If not for news outlets like CTV I would be unaware that a frantic clacking mass of broken knitting needles and shards of glass are tearing apart the earth's atmosphere.
I may not be "informed" in the usual sense on an issue-by-issue basis, but I can state confidently that the information is all adding up.
After reading some of the comments on the ctv website, I swear, I have no idea how we found the intelligence to put satellites into orbit in the first place.
ummmm... Frig me if I'm wrong but isn't the largest (non-ISS Space Station/Mir Space Station) satellite about the size of a school bus? Paraguay has to be, like, at least 12 times the size of a school bus... What the hell is CTV thinking?
Richard Evans - thanks for making me think and look up stuff (re ISS)
My lazy reads have turned up a few factoids - the ISS is one to two football fields in size (although I suppose a lot of that is solar reflectors), and:
Size. During its third year of human residency, the habitable pressurized volume of the station was equal to the habitable space in an 1,800-square-ft. three-bedroom house with 8-ft. ceilings.
The habitable pressurized volume on the completed station is expected to be 43,000 cubic feet. That would be about the volume of three average American houses, each one containing about 2,000 square ft. with 7-ft. ceilings for a total of around 14,000 cubic ft. each. That pressurized volume also would be roughly equivalent to the interior of a 747 jumbo jet.
The one aspect about this crap moving faster than the any aircraft mach 3+ is that it is not feasable to collect it. It consists of material that is not magnetic.....and it's mass is so small that gravity has little effect.....but at orbital velocity it has the equivalent destructive power or better than a FSDS (fin stabilized discarding sabot) round from an M1 Abrams....a simple net (of any material) would just get shredded....
Well sasquatch... Since it can't be recovered I wonder if Al Gore, Mo Strong and crew can come up with a "space junk credit buying system" It's working on AGW.
if there is that much junk up there then how did so much get there? how many launches are done every year? i'm pretty sure there are not ioo's a year. anyone have some hard numbers?
That image is so misleading. The scale of the satellites vs. the scale of the Earth is off the charts. People see images like this and believe that is what it looks like out there in space. Freakin propaganda.

# # # # # # #

> _Instructions_
(A) In the space junk comments, what is the expected habitable pressurized volume of the completed station?
(B) Go on with the space junk comment thread, starting after its last comment.

> _Stored data_
# # # # # # #

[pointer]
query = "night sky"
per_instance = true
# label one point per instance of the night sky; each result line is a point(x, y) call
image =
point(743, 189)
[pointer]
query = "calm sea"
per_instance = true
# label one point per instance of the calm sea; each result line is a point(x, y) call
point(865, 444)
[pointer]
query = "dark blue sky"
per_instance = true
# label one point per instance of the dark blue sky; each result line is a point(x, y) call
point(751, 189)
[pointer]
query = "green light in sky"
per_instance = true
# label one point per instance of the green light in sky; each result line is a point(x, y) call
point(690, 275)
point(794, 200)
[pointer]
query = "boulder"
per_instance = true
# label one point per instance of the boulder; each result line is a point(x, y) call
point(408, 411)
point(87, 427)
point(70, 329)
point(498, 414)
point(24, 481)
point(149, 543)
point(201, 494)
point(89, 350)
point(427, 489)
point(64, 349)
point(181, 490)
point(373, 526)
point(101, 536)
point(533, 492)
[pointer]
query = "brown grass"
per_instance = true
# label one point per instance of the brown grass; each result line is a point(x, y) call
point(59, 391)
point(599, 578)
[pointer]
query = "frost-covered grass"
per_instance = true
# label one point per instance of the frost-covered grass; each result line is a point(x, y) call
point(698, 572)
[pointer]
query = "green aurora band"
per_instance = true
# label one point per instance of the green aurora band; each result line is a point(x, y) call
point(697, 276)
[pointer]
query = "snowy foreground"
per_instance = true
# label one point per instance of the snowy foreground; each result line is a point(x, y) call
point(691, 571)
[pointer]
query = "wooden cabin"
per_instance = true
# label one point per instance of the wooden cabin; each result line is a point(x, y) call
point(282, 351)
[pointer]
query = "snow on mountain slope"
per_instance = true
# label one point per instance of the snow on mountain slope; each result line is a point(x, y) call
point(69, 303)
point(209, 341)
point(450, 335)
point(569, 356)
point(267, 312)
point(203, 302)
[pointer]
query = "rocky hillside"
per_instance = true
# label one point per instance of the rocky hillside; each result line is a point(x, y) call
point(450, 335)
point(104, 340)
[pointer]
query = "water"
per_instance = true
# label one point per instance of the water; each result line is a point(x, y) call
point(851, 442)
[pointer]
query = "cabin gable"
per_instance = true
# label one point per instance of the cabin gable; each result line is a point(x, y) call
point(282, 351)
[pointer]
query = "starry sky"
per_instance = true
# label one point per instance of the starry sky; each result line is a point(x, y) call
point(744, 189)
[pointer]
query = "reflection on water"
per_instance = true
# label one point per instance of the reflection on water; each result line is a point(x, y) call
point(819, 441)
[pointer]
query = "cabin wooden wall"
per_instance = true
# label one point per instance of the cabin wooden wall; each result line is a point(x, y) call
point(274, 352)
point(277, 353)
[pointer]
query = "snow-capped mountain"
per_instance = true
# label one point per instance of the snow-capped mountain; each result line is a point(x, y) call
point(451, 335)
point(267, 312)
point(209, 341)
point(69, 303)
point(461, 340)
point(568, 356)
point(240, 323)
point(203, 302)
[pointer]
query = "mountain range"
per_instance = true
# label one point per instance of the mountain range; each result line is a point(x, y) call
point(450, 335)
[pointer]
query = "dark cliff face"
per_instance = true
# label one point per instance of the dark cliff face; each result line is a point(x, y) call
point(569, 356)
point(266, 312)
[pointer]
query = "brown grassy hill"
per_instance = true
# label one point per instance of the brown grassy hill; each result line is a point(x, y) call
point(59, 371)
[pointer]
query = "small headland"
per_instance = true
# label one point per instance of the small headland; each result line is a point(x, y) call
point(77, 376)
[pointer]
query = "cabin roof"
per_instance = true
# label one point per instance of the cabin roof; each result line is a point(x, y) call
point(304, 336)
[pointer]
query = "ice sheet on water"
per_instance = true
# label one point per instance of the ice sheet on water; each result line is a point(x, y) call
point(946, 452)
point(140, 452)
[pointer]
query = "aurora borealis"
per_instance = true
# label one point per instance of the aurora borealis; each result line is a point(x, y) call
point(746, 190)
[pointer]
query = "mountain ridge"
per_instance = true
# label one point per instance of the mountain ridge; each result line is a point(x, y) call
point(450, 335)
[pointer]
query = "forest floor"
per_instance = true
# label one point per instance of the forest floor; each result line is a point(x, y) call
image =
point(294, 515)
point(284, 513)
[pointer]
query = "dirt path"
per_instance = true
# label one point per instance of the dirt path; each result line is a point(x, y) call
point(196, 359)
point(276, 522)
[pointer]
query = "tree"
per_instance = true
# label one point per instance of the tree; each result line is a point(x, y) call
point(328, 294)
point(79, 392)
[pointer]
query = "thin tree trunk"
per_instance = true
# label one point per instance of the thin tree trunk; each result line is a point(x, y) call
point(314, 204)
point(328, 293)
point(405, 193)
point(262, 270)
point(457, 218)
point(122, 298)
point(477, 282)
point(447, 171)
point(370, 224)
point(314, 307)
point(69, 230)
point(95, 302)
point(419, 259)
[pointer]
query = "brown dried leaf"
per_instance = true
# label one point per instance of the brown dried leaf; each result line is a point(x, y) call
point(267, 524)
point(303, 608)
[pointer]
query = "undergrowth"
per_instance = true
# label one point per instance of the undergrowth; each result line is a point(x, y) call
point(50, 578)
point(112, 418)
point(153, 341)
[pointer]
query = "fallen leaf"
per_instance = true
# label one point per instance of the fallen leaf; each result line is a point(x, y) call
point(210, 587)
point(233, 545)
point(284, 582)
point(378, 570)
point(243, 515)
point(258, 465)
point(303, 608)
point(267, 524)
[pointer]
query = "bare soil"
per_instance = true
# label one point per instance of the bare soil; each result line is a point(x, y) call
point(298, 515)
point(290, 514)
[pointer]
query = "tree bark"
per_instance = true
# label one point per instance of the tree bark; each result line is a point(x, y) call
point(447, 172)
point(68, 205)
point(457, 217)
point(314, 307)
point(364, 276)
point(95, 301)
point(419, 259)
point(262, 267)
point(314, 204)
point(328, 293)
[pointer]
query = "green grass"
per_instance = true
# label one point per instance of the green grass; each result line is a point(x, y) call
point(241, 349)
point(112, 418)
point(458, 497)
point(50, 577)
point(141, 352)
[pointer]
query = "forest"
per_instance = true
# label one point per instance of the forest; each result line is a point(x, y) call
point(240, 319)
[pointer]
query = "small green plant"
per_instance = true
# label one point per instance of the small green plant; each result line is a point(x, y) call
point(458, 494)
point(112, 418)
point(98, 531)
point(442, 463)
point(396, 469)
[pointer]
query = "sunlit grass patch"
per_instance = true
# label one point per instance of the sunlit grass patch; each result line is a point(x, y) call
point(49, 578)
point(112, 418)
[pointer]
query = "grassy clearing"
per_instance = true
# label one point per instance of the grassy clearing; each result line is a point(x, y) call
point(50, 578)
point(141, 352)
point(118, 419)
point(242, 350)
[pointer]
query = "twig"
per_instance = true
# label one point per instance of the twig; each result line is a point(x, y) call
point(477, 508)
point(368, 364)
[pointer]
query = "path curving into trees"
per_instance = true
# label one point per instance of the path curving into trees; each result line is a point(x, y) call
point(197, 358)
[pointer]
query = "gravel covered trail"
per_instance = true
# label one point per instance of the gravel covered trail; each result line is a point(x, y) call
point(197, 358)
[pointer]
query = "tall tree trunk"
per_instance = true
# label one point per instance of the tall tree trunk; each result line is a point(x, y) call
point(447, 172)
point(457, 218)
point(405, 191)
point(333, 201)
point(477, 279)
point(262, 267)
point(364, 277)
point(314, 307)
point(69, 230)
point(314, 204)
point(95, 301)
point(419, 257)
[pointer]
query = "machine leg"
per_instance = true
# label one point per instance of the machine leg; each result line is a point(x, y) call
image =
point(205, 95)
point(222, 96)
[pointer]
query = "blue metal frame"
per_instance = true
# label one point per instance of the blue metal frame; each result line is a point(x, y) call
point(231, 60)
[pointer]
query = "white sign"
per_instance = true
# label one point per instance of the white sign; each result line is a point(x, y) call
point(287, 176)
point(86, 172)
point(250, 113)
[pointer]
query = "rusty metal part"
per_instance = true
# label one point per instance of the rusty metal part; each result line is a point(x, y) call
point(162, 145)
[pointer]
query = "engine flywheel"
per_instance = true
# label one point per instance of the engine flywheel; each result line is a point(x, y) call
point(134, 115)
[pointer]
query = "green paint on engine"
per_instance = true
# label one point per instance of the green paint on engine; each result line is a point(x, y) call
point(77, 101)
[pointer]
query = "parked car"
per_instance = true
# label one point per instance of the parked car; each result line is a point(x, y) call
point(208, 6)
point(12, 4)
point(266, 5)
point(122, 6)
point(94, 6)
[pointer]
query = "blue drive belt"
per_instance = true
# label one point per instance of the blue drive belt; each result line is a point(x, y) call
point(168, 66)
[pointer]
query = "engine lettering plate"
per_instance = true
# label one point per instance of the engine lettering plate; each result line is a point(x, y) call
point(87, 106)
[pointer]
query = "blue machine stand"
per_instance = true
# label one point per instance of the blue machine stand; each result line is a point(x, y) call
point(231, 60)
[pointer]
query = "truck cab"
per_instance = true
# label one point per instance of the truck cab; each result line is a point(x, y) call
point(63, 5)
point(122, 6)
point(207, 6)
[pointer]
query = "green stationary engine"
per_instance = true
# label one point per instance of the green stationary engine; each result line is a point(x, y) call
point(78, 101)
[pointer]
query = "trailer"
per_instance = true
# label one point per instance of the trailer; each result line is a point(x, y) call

# # # # # # #

> _Responses to the tasks_
(A) 43,000 cubic feet.

(B)
I would imagine if you did the math and calculated the volume of a satellite, even giving its orbit a potential volume too, and then comparing it with the volume of the space in which these objects orbit, it would be a single needle in a billion haystacks.
They'll just have to put an end to those opposing and intersecting orbits. With a big one way street up there they can avoid head-on's and T-bones. That way they'd only have fender benders. Al Gore could keep an eye out for tailgaters now that he's through inventing the internet.
Anybody visiting Earth orbit these days would have a hell of a time dodging all the crap flying around up there. The only reason we can do it is we have a tracking system that can follow a 5/16ths bolt. Literally. They follow nuts and bolts.
Which makes me wonder about how "accidental" this impact is. If the Iridium guys had known about the Russian satellite they could have moved theirs a hundred feet and missed it. One teeny puff of gas saves a zillion bucks worth of hardware and launch costs. Maybe Vladimir Putin wanted something?
A fleck of paint nearly holed the space shuttle one time. Hit one of the windows, nearly made it all the way through. There's a picture of it on the web someplace, teeny paint chip stuck about an inch inside a two inch Lexan window pane.
Its the reason they fly the shuttle bass-ackward through space, take all the little stuff on the tiles.
Imagine if they hit that toolbox the astronaut let slip the other day. Nothing like a nice socket wrench traveling 10,000 feet per second, eh? Rifle bullets top out at about 4000fps for the real hotrod ones, normal is about 2500fps. WHAMMO!
I should be posting this comment at CTV and not here at SDA, but in the last few months CTV has been rejecting all my comments...
so...
this is for the people who believe satellites are actually as big as on the image CTV posted, when in fact the average satelite is ( just an educated guess here, I did not verify the numbers) at least a couple thousand times smaller than on the CTV image.
The average satellite is about the size of a refrigerator...on an image such as the one at CTV if it were an actual photo NOT ONE SATELLITE would be visible not even the one that is the size of a football field!!!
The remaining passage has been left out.